[Opening Supplied passage section]

In 1951, Bogdan Bogdanović won a competition for the design of a memorial to the Jewish victims of fascism, to be built on the Sephardic cemetery in Belgrade. Although not religious himself, this contact with Jewish esotericism strongly influenced his further work. From then on until 1981, he was assigned by Josip Broz Tito to devise more than 20 monuments and memorial places against fascism and militarism, which were erected in all republics of Yugoslavia. To work as cenotaphs for all victims of fascism, regardless of nationality and religion, they lack any symbols of communism or other ideologies. Instead, they rely on archaic, mythological forms, sharply contrasting with the principles of Socialist realism. This contrast also served Tito's wish to emphasise his country's independence from the Soviet Union.

All of the memorials are built of stone, shaped by local untrained chisellers whom Bogdanović preferred to ones with formal education, who were inflexible in his opinion. The notable exception, the Jasenovac monument, consists of prestressed concrete, the formwork for which was constructed by shipwrights. Somewhat incongruously, it is known as the Flower of Stone.

[Closing Supplied passage section]
[Opening Excerpted records section]

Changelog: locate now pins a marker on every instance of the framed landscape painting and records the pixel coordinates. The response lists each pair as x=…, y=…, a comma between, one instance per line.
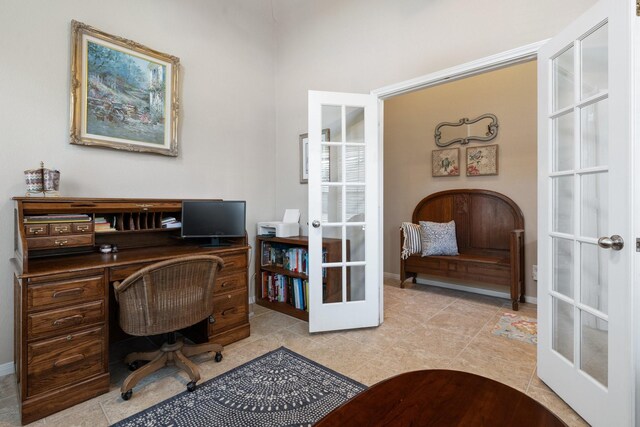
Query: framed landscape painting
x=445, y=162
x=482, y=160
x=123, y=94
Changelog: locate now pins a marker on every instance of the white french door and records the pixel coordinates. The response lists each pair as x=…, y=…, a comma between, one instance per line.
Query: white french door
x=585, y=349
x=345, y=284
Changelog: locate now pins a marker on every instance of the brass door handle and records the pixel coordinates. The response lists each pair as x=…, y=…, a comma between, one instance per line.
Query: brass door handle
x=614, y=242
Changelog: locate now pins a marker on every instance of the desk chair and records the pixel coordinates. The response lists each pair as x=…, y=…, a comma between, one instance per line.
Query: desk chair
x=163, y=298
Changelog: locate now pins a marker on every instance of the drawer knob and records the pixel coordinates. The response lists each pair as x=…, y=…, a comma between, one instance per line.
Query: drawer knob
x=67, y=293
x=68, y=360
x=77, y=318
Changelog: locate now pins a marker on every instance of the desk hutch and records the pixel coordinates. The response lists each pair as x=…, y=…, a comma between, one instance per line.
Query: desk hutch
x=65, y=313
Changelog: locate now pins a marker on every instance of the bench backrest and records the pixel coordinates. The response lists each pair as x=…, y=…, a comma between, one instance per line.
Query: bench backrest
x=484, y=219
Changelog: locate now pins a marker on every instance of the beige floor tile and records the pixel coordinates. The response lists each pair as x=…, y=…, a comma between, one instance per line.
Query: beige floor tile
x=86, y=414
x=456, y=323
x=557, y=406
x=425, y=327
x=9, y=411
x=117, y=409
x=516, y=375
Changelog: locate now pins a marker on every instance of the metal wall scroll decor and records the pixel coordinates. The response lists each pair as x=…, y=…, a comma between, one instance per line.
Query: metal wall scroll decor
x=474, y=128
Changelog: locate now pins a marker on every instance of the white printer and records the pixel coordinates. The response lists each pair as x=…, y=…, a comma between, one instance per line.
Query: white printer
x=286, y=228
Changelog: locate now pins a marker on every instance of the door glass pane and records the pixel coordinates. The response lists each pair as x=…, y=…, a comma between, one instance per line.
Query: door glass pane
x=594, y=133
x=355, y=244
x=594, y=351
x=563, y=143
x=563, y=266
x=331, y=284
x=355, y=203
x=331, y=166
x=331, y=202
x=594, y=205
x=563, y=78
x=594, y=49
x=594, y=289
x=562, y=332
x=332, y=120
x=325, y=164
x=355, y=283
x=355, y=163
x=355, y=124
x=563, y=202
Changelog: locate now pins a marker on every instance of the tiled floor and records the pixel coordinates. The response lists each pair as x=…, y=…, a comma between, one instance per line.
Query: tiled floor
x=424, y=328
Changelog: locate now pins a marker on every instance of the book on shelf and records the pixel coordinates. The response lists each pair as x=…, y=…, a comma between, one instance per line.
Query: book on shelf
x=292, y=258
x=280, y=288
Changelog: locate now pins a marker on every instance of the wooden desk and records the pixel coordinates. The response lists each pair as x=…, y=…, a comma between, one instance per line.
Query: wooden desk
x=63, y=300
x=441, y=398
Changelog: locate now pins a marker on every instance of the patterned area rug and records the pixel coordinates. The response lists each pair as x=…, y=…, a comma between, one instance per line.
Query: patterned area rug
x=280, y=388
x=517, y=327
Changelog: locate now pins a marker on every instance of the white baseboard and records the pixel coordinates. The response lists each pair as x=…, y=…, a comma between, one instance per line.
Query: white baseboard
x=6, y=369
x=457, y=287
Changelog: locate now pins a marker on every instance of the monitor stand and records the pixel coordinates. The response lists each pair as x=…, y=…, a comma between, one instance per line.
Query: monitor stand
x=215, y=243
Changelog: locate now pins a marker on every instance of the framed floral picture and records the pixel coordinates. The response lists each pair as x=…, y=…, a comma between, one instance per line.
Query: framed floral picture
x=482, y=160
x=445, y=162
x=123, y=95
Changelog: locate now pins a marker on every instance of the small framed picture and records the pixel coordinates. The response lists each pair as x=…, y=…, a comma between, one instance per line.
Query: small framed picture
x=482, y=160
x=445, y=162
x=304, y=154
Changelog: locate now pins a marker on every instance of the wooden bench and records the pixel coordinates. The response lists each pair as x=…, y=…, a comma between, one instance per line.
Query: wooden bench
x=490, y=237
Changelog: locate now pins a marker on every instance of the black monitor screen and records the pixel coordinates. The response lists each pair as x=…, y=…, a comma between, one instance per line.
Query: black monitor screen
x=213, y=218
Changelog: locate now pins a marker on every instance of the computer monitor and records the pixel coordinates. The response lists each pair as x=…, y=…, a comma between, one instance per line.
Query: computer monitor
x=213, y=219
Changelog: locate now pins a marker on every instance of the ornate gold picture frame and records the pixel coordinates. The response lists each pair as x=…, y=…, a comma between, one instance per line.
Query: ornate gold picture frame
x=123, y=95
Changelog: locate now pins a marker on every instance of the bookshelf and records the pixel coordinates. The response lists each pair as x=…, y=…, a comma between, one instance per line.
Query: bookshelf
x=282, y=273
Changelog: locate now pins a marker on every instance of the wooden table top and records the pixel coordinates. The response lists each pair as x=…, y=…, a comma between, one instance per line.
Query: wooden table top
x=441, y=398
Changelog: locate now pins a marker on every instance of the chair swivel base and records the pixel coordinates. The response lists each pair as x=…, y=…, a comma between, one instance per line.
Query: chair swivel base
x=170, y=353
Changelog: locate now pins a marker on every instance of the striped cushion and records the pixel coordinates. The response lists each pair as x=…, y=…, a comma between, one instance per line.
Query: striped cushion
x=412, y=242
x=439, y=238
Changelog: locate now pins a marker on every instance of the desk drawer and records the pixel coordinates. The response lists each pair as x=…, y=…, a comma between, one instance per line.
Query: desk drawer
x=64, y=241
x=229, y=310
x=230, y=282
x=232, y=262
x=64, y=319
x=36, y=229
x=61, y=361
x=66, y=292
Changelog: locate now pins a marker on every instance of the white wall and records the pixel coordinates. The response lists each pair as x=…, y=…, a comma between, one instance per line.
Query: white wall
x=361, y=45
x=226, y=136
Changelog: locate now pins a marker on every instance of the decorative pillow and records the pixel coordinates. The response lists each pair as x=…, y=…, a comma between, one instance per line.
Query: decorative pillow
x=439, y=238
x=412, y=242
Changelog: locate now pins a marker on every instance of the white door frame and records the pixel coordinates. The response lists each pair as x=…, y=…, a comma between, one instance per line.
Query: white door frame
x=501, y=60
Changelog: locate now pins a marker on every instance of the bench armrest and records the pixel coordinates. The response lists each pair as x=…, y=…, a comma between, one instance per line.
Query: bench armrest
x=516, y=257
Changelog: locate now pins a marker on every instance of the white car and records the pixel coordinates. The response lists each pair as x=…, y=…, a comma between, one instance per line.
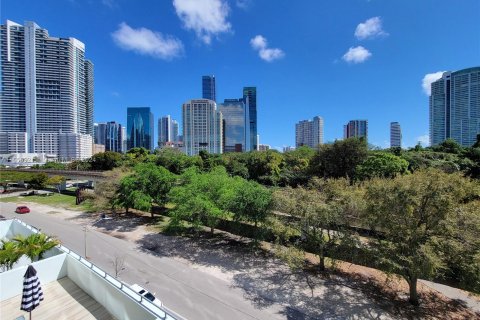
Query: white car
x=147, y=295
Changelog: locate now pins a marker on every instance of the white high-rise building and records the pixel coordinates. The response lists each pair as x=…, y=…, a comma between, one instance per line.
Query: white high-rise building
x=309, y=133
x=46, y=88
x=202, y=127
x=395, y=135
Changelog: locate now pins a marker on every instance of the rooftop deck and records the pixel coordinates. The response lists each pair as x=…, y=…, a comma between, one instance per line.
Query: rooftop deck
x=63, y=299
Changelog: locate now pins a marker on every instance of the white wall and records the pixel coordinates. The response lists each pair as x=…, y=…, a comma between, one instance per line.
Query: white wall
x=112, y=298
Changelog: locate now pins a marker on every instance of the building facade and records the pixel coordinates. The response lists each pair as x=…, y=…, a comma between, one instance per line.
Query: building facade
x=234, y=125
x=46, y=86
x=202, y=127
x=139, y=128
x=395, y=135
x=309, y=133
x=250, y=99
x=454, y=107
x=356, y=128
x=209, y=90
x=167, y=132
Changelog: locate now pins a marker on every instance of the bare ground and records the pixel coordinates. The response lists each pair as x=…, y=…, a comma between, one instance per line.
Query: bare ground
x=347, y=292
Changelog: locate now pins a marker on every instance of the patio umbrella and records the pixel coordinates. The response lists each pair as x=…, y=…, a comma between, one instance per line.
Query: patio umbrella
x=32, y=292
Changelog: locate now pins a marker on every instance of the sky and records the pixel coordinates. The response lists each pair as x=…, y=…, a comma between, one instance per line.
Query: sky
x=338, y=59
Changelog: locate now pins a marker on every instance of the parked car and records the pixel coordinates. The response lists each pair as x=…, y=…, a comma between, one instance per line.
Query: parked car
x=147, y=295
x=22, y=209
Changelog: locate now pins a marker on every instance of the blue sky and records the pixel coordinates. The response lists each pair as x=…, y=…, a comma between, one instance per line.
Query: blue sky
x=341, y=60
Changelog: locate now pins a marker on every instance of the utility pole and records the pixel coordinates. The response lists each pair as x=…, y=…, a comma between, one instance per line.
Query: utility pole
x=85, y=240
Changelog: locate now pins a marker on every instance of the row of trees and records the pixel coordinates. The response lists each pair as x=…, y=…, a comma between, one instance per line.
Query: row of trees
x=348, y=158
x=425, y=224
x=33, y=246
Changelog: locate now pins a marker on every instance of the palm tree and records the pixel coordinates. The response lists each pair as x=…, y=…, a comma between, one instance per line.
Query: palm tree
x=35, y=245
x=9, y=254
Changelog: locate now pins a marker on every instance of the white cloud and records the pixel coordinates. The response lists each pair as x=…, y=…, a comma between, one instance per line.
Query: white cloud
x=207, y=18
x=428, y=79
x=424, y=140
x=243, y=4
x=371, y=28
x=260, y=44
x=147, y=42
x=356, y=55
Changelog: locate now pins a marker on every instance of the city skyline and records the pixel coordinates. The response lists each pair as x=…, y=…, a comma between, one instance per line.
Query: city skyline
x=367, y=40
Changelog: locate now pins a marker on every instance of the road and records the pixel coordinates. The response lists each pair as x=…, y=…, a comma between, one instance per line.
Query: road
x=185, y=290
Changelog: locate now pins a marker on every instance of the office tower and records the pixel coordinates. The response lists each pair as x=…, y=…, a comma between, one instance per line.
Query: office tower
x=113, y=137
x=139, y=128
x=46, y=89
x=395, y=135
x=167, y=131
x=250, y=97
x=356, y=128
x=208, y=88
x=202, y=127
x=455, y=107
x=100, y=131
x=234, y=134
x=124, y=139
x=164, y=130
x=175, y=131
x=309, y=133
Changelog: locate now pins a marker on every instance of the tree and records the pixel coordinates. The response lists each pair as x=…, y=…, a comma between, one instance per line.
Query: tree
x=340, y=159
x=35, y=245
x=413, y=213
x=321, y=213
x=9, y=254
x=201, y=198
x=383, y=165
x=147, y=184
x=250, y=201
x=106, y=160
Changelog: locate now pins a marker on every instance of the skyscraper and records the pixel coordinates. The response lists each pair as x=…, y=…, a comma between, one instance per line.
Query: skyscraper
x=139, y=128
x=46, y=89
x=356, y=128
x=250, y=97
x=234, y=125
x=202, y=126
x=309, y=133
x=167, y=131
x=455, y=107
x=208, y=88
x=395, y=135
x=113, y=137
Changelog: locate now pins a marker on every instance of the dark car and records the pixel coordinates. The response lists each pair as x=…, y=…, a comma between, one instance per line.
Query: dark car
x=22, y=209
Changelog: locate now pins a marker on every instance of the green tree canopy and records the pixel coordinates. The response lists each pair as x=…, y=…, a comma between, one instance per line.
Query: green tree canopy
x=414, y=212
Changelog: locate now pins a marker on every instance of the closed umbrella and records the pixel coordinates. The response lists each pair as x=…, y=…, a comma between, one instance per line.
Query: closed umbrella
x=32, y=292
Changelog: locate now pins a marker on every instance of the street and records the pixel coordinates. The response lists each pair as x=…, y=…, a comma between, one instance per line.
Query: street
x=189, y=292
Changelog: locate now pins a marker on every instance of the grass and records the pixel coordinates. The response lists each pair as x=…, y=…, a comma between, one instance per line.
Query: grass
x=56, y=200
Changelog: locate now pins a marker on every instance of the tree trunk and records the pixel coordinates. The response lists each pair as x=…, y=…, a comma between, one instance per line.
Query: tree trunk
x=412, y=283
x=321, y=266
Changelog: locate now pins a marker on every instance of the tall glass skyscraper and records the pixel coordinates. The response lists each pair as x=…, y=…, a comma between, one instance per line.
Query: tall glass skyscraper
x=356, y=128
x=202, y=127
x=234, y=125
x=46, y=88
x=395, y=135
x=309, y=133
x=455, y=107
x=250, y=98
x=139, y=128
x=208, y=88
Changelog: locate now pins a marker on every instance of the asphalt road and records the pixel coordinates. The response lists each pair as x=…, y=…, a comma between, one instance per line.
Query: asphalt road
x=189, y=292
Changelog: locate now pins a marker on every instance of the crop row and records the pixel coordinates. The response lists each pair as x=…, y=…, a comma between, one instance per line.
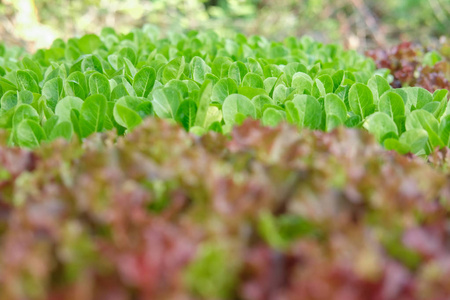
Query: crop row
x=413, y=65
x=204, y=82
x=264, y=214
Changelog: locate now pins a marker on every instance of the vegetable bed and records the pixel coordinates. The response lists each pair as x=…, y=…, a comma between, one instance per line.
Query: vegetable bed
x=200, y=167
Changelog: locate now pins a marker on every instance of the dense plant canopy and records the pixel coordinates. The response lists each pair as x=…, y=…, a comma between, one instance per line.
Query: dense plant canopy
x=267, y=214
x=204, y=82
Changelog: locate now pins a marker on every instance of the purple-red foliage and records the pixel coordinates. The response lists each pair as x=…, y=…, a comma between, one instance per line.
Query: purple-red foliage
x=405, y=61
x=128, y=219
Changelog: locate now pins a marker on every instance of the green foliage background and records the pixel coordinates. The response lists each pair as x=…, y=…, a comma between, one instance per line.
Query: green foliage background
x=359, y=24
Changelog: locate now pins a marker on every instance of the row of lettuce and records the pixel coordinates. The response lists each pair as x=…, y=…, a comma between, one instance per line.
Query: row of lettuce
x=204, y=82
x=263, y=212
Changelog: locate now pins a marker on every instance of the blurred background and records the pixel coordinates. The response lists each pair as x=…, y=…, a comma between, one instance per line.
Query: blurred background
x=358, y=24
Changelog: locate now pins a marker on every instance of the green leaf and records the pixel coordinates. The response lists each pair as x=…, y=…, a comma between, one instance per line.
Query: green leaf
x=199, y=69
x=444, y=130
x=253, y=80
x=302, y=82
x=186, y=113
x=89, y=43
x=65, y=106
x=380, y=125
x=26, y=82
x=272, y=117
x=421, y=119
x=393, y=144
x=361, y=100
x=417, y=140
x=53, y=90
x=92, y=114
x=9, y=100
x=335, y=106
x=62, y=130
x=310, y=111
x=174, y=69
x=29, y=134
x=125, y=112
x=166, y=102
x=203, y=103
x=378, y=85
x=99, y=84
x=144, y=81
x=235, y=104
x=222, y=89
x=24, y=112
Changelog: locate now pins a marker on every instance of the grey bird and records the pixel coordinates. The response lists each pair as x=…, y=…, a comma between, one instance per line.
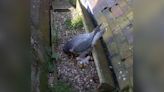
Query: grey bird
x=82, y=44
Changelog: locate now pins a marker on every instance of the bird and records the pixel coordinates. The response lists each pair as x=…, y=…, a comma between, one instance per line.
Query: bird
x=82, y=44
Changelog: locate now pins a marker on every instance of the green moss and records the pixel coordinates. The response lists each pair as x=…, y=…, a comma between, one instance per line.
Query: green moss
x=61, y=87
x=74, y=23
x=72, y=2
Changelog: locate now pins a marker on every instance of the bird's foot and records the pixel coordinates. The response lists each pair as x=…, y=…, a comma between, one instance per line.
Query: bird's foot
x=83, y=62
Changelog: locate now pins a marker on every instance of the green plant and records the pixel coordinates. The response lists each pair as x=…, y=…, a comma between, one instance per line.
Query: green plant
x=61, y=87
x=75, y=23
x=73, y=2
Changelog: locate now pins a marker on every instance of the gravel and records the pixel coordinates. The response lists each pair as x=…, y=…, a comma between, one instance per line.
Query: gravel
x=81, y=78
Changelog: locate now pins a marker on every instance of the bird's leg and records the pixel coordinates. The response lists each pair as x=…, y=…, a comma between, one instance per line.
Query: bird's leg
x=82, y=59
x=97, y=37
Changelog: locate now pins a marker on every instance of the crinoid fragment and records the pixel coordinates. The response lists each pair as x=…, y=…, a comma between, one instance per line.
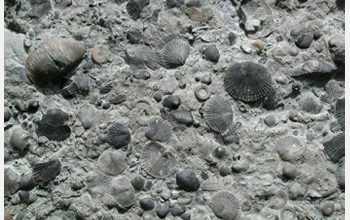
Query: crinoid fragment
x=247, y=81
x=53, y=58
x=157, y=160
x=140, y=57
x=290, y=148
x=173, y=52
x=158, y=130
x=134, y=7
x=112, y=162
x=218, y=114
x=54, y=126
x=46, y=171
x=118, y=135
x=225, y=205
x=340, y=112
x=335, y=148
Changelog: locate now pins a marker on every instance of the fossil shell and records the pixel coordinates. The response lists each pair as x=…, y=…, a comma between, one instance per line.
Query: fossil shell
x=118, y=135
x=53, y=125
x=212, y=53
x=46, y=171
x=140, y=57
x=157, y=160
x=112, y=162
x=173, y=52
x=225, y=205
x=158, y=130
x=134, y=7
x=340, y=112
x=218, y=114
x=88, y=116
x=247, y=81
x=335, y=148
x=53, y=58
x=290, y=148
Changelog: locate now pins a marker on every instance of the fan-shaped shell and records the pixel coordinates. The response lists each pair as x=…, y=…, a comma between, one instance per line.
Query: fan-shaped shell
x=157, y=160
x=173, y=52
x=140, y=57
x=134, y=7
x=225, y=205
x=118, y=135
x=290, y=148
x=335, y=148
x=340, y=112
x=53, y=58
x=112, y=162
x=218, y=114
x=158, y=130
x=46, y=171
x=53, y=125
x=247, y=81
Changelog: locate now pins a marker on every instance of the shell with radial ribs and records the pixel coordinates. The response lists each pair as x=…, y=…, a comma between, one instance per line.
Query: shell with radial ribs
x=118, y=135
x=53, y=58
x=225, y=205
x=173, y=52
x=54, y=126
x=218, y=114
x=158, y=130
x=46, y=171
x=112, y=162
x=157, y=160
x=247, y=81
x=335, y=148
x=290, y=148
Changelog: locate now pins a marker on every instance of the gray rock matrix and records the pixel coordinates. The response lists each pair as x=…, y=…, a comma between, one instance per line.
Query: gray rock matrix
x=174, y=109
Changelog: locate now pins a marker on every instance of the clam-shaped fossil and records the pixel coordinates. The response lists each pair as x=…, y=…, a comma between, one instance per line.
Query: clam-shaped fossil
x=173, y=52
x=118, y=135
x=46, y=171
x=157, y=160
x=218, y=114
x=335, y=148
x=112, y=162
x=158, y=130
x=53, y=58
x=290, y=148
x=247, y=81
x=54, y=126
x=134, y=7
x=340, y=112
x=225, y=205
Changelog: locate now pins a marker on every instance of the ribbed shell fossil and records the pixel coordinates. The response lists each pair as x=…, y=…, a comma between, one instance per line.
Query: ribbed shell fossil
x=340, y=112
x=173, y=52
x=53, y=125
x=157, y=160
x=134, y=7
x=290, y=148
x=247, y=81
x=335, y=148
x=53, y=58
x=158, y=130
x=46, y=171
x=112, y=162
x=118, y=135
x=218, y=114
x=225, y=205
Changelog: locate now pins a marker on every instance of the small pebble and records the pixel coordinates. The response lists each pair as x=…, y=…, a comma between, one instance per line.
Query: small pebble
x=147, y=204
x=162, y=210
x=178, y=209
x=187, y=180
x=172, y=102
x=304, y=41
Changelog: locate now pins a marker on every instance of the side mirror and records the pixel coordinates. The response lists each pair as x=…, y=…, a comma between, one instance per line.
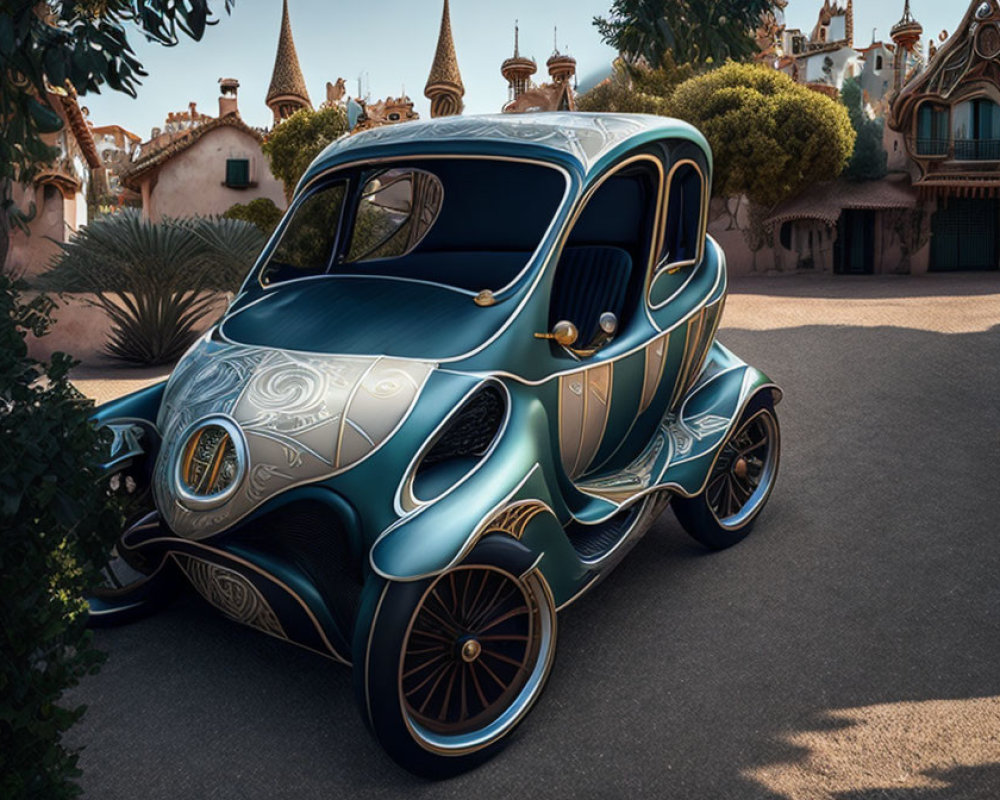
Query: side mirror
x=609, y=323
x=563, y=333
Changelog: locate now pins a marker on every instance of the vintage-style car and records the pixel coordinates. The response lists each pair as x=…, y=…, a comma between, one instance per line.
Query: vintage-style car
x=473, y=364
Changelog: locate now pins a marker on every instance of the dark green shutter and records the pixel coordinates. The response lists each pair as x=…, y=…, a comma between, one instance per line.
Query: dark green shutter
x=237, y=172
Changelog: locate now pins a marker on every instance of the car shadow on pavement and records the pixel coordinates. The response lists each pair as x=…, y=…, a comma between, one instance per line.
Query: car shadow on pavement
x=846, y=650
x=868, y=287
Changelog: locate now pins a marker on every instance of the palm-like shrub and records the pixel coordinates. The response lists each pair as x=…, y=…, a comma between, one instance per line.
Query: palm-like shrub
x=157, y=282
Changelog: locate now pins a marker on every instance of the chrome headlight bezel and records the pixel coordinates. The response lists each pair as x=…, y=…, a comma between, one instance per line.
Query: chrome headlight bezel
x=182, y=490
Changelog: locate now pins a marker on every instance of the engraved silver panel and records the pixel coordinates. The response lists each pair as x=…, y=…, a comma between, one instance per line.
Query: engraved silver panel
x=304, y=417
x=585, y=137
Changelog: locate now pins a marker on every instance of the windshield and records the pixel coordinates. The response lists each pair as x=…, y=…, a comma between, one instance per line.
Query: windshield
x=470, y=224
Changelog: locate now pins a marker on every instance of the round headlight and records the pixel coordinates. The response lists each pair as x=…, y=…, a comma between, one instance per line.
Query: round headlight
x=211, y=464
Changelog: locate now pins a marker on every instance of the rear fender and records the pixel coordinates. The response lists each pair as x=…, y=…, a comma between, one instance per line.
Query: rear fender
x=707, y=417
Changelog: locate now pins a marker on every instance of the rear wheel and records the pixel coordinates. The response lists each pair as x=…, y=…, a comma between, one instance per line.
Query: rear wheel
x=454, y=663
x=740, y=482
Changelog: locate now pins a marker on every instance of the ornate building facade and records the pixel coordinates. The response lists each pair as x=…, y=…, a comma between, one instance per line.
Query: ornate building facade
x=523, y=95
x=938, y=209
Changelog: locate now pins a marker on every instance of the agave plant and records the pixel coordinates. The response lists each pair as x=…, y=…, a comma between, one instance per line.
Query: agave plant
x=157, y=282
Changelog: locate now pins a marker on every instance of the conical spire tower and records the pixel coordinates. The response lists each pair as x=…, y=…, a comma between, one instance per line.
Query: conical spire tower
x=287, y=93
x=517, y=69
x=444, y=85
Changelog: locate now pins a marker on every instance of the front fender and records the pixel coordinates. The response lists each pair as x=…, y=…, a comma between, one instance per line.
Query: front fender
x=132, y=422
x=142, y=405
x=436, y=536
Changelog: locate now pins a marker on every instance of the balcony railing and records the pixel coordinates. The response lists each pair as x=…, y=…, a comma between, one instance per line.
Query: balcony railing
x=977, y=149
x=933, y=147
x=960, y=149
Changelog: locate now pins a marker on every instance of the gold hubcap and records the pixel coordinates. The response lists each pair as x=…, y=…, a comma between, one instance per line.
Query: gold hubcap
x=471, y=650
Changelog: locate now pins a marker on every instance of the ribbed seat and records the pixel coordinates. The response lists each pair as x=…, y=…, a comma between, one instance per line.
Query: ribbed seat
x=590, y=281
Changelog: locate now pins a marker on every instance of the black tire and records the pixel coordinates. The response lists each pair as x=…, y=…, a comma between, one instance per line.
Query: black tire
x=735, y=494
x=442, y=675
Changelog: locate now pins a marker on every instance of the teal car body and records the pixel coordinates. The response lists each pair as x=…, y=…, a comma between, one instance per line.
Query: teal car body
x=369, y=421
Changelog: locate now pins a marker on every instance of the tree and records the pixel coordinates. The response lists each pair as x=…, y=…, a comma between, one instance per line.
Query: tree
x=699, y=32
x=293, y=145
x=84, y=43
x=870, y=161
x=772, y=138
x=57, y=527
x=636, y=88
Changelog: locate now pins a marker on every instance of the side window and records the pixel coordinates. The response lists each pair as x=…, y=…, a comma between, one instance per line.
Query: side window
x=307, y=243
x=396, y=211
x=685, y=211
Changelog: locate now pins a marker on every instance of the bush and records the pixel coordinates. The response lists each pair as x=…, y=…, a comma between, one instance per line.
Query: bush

[Closing Excerpted records section]

**Required work:**
**A)** Can you rewrite the paragraph of the Bogdanović passage that begins "All of the memorials are built of stone" as a short list that keeps its main facts?
**B)** Could you pick up the Bogdanović passage after its last sentence and continue it?
The rows come from a different source than the Bogdanović passage.

**Your written answers:**
**A)**
- All the memorials are made of stone, shaped by local untrained chisellers. Bogdanović preferred them to formally educated ones, whom he considered inflexible.
- The notable exception is the Jasenovac monument, made of prestressed concrete with formwork built by shipwrights.
- Somewhat incongruously, it is known as the Flower of Stone.

**B)**
Examples of these monuments are:
- Memorial to the Jewish victims of fascism, Belgrade, Sephardic cemetery, 1952
- Memorial grave to the victims of fascism, Sremska Mitrovica, 1960
- Group cenotaph to the fallen soldiers of the resistance, Prilep, 1961
- Symbolical necropolis, Slobodište (near Kruševac), 1961
- Partisan monument, Mostar, 1965
- Jasenovac monument, Jasenovac, 1966
- Memorial cemetery, Leskovac, 1971
- Monument to the Massacre in Arapova Dolina, Leskovac, 1971
- Group cenotaph, Bela Crkva (near Krupanj), 1971
- Memorial to the fallen soldiers in all wars of liberation, Knjaževac, 1971
- Shrine dedicated to the Serb and Albanian partisans in the 1941–1945 war, Kosovska Mitrovica, 1973
- War grave, Štip, 1974
- Group cenotaph of victims, Novi Travnik, 1975
- Shrine to the fallen freedom fighters, Vlasotince, 1975
- Freedom monument, Berane, 1977
- Dudik Memorial Park, Vukovar, 1980
- Memorial area with mausoleum for the warriors, Čačak, 1980
- Garavice memorial park and with cenotaph dedicated to the 12,000 civil Nazi victims, Bihać, 1981
- Mausoleum dedicated to the first who died in the anti-Fascist uprisings, Popina (near Vrnjačka Banja), 1981
- Guardian of Freedom, Klis (near Split), 1987 (demolished in 1996)

=== Settlements ===

Urbanity is one of the highest abstractions of the human spirit. To me, to be an urban man means to be neither a Serb nor a Croat, and instead to behave as though these distinctions no longer matter, as if they stopped at the gates of the city.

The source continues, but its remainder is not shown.